=== What you need to do ===
Copy all records verbatim.

────────────────

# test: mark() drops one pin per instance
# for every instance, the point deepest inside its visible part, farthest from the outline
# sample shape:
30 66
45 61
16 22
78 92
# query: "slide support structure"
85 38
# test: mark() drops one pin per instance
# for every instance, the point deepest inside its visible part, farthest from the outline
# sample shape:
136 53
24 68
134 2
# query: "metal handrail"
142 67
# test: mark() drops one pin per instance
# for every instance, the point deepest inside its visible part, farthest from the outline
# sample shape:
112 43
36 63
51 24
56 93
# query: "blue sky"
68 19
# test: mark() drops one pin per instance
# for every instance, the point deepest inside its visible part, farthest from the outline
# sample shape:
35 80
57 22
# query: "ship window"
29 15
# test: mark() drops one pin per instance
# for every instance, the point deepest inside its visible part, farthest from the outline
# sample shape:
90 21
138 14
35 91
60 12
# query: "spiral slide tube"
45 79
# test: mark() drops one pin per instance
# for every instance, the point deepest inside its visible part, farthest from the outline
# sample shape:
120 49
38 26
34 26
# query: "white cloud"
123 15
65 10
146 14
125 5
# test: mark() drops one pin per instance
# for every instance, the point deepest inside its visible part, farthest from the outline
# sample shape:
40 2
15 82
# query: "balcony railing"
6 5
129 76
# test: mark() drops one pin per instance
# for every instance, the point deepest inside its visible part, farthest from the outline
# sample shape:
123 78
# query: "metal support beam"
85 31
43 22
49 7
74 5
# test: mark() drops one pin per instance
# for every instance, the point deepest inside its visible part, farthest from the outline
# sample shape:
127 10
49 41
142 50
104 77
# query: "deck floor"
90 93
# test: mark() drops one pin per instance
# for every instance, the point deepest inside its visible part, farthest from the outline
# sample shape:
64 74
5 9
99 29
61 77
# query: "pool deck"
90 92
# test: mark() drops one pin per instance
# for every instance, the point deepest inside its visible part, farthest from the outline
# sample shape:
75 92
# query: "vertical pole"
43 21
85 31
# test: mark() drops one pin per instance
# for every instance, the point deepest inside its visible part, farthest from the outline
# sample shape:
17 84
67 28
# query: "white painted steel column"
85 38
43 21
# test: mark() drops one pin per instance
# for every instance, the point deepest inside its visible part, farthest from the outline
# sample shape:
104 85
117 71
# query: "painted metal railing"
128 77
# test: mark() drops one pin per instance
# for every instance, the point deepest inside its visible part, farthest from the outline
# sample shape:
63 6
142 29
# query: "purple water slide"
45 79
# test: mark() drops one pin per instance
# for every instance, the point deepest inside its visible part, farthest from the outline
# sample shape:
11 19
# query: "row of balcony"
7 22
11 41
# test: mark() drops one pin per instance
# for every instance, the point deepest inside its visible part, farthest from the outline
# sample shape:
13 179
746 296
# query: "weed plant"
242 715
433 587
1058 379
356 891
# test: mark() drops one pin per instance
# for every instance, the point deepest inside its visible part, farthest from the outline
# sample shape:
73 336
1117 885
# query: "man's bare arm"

────────────────

=== Finished exercise ===
# test: mark() drops one pin per instance
# for every instance, the point deepest inside its visible part, farthest from the outline
# sample shape:
30 66
45 61
16 22
78 92
# query: "slide support structure"
85 38
# test: mark() drops one pin per instance
# for every instance, the point deepest inside its visible part, farthest from the outline
# sample shape:
136 53
24 68
134 2
# query: "metal handrail"
142 67
# test: mark() drops one pin per instance
# for every instance, the point deepest inside its visible part, farthest from the outline
# sample shape:
112 43
36 63
51 24
56 93
# query: "blue sky"
68 19
# test: mark() drops one pin per instance
# for every instance, the point deepest inside its visible part, farthest from the outline
# sample shape:
35 80
57 22
# query: "ship window"
29 15
# test: mark() drops one pin per instance
# for every instance, the point deepest inside its visible part, farthest from the outline
# sample shape:
90 21
138 14
35 91
60 12
# query: "spiral slide tube"
45 79
# test: mark() drops one pin per instance
# for every instance, the point deepest inside its visible part, farthest from the outline
# sample shape:
120 49
38 26
34 26
# query: "white cloud"
123 15
65 10
146 14
125 5
# test: mark() drops one pin per instance
# for every instance, the point deepest inside its visible part, farthest from the outline
# sample shape:
40 2
15 82
# query: "balcony railing"
6 5
129 76
# test: mark() drops one pin per instance
# for every instance, the point deepest inside its visible part, farthest from the outline
# sample shape:
123 78
# query: "metal support beam"
85 31
43 22
49 7
74 5
# test: mark() drops one pin per instance
# for every instance, the point deepest inside its visible part, farthest from the outline
# sample shape:
127 10
49 41
142 50
104 77
# query: "deck floor"
90 93
# test: mark() drops one pin per instance
# for every instance, the point deepest inside its visible part, farthest from the outline
# sample shape:
64 74
5 9
99 29
61 77
# query: "pool deck"
90 92
# test: mark() drops one pin per instance
# for every instance, the point deepest inside its visible part, farthest from the outline
# sample shape:
75 92
# query: "vertical pole"
43 21
85 31
# test: mark() drops one pin per instance
# for every instance, the point deepest inside its visible part, farthest from the outline
# sample shape:
17 84
67 28
# query: "white painted steel column"
85 38
43 21
# test: mark() drops one pin per instance
# for every instance, the point deepest inside its visible part, farthest from the outline
# sample shape:
104 85
117 71
# query: "painted metal railing"
128 77
# test: mark() drops one pin per instance
# for every instance, the point deepest inside its visible part, farthest from the outline
# sample shape:
63 6
142 29
# query: "purple water slide"
45 79
# test: mark() drops one pin per instance
# for every instance, the point deepest inside its visible part, farthest from the outline
# sample shape:
11 19
# query: "row of balcony"
7 22
11 41
# test: mark() drops one pin per instance
# for every instance, the point deepest inside its visible part, farthest from the outline
# sample shape:
13 179
746 296
# query: "weed plant"
242 715
433 587
1058 379
356 891
# test: mark() drops one pin per instance
# for every instance, the point deepest inside its visible part, farthest from the outline
# sample shape:
73 336
1117 885
# query: "man's bare arm"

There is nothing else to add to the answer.